**The problem**
From the listing that follows, output everything exactly except the pictures.

**Provided data**
◇ ◇ ◇
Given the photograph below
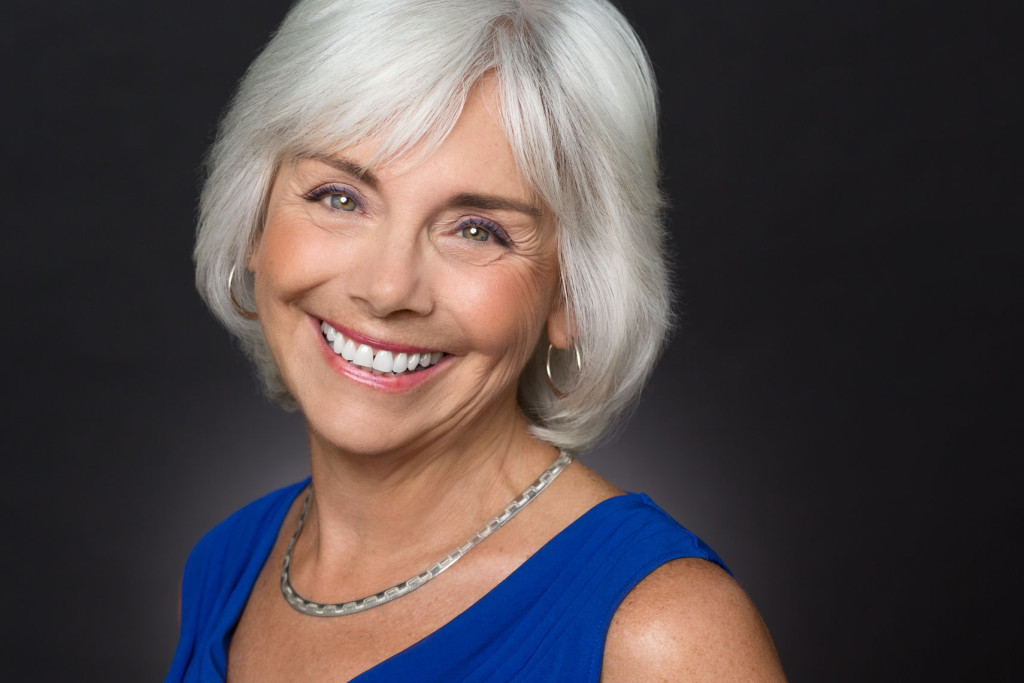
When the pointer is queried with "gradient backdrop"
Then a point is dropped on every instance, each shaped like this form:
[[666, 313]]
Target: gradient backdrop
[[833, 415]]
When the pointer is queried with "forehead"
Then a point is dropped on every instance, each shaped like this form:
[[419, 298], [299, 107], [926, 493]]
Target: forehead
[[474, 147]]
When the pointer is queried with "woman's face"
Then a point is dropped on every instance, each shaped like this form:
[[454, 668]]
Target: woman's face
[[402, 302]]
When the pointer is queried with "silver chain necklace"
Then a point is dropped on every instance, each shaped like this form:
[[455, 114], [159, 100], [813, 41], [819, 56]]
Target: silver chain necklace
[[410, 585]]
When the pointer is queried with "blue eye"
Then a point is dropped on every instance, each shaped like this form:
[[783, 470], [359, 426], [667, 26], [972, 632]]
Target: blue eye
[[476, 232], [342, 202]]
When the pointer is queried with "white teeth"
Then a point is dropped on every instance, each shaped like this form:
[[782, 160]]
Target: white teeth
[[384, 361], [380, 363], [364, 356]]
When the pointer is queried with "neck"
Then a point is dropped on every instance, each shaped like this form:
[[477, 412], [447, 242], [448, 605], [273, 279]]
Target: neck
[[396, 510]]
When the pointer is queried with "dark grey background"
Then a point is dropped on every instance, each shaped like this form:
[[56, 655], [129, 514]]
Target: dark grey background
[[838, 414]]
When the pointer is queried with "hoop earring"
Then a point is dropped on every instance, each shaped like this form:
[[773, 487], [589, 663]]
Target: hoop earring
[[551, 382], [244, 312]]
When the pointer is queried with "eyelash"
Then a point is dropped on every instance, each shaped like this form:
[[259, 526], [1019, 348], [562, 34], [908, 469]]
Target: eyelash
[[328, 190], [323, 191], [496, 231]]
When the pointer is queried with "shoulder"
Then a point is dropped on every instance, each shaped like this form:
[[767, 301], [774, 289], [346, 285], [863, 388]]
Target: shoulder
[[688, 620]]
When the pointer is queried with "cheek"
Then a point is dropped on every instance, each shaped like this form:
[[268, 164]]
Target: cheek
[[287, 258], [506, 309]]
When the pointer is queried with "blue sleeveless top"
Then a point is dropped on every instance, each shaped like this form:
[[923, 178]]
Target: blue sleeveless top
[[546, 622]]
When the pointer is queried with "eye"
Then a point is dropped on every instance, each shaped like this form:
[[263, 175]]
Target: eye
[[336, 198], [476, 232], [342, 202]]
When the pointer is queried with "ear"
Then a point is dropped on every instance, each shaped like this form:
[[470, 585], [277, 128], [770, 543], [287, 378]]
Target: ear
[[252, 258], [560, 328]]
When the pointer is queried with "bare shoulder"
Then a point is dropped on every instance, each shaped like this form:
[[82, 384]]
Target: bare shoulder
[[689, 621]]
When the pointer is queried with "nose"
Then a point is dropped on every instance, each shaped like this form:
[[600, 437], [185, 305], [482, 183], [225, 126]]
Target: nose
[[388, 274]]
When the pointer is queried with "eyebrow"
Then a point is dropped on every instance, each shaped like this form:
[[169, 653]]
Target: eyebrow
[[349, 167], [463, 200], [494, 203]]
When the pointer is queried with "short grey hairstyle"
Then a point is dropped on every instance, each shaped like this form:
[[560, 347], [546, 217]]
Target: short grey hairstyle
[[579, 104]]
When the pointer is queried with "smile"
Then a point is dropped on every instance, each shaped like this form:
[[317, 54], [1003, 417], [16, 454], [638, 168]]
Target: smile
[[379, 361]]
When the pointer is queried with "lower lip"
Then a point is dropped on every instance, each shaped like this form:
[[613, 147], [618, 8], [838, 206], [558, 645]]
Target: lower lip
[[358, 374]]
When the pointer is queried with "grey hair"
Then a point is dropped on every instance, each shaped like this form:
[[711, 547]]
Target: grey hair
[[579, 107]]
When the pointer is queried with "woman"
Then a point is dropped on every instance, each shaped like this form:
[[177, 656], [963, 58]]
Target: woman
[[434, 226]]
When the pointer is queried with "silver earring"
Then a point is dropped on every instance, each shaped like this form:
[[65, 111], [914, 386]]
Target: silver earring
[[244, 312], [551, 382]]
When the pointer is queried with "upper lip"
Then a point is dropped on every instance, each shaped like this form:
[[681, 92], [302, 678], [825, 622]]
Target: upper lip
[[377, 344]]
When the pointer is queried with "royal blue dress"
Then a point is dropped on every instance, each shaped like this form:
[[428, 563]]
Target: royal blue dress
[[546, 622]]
◇ ◇ ◇
**Response for this exercise**
Given the photograph below
When the pointer is queried with "gradient backdrop"
Then a point is dropped on every instance, each shaped like this form:
[[666, 313]]
Target: gradient backdrop
[[833, 415]]
When the pointer is queried with "forehead"
Then a point is dropped on every instance, each shaped like this form:
[[419, 298], [299, 107], [926, 493]]
Target: forehead
[[474, 147]]
When the pointer is queried with "woman's face"
Then a point is dropped on every instance, each shaped like this form:
[[454, 668]]
Target: woman's face
[[402, 302]]
When the pointer is queried with "silver chain necklace"
Then a point is dropped on every instance, each shaped like this form:
[[455, 114], [159, 100], [813, 41], [819, 56]]
Target: silver chain necklace
[[410, 585]]
When the pointer is queried with "blue eye"
Then a point is dropped on every instance, each shaped like this form:
[[783, 470], [359, 426], [667, 26], [972, 632]]
Target: blue eye
[[476, 232], [342, 202]]
When the pointer is queried with "white teeth"
Then a point is dropped on every instance, each shaped like this form:
[[782, 160]]
Target: white teeth
[[384, 361], [380, 363], [364, 356]]
When the pointer is queried with "neck"
Then a point is dropped on every instance, each shaped like this form:
[[477, 412], [447, 242], [448, 605], [273, 279]]
Target: neck
[[396, 510]]
When the pointer is queried with "dark grey background"
Then a point is dropped on every instance, each shaped like this form:
[[56, 655], [129, 514]]
Target: dark grey background
[[838, 414]]
When the pointer is queried with "hoop earring"
Then a point is dropped on every instance, each shaped like this form:
[[773, 487], [589, 663]]
Target: hoop earring
[[551, 382], [244, 312]]
When the pointer is queried with "eyelash"
Then a point is dropped on every instance, each shaped like this form:
[[259, 526], [1019, 348], [562, 34], [908, 469]]
Target: eyelash
[[328, 190], [323, 191], [496, 231]]
When the pointer is queried with "shoulder"
Then a point is dropped on every instance, each shaped like this form:
[[767, 301], [774, 289], [346, 285], [863, 388]]
Target: shoulder
[[688, 620]]
When the pointer is queried with "cheek"
Then a point is dropped on every instance, each shaped like this form:
[[268, 164]]
Target: cheek
[[287, 258], [506, 309]]
When the pointer is queried with "blue sleeveless top"
Then a point is dropped on every instance, each shaped like this form:
[[923, 178]]
Target: blue sleeveless top
[[546, 622]]
When the pointer is queried with "eye"
Then a point is dropped on every instance, each shaped like this form:
[[263, 175]]
Target: eye
[[336, 198], [476, 232], [342, 202]]
When the pointer is queried with "ear"
Then a point is dropped on every instance, each shaped like this form:
[[470, 585], [277, 128], [770, 543], [287, 378]]
Target: ear
[[252, 258], [560, 328]]
When the pointer is queried with "bare shoulder"
Then a point is dropped on every instance, each shaped like this form:
[[82, 384]]
Target: bare shoulder
[[689, 621]]
When the pointer is queried with "nose"
Then a point is dropped on every instance, each shaped like this form:
[[600, 437], [185, 305], [482, 183], [225, 126]]
Target: nose
[[388, 274]]
When the pointer is queried with "eyebrow"
Then a point is dropped on every instance, each shaped like this form:
[[169, 653]]
Target: eyebrow
[[349, 167], [463, 200], [494, 203]]
When the pointer is queried with "short grey hairstyle"
Then a point is dropped on every instance, each shaped like this form:
[[560, 347], [546, 217]]
Target: short grey hairstyle
[[579, 104]]
When the pointer is queried with "smile"
Then a point is dropped on every instance, each shaped like this form:
[[317, 54], [1003, 417], [16, 454], [638, 168]]
Target: smile
[[379, 361]]
When the pointer is queried with "lower lip"
Then a point is dropped on every instance, each shaped like this form:
[[613, 147], [618, 8], [838, 206], [558, 645]]
Target: lower lip
[[358, 374]]
When the pointer is queried with "grey hair"
Then a point is dropped on every instance, each shaped like this form:
[[711, 547]]
Target: grey hair
[[579, 107]]
When the pointer is queried with "woman"
Then a point is dropped on every instance, each shaped like this form:
[[177, 656], [963, 58]]
Target: woman
[[434, 226]]
When the pointer is queried with "silver earring"
Then a point is dropped on every instance, each shaped like this form:
[[65, 111], [914, 386]]
Target: silver earring
[[244, 312], [551, 382]]
When the pointer is queried with "upper lip"
Then a point is dropped on every instance, each shaped like this form:
[[681, 92], [302, 678], [825, 622]]
Target: upper lip
[[377, 344]]
When the pointer is queried with "royal blue dress"
Then a point is dropped on every instance, each shaped like this form:
[[428, 563]]
Target: royal blue dress
[[546, 622]]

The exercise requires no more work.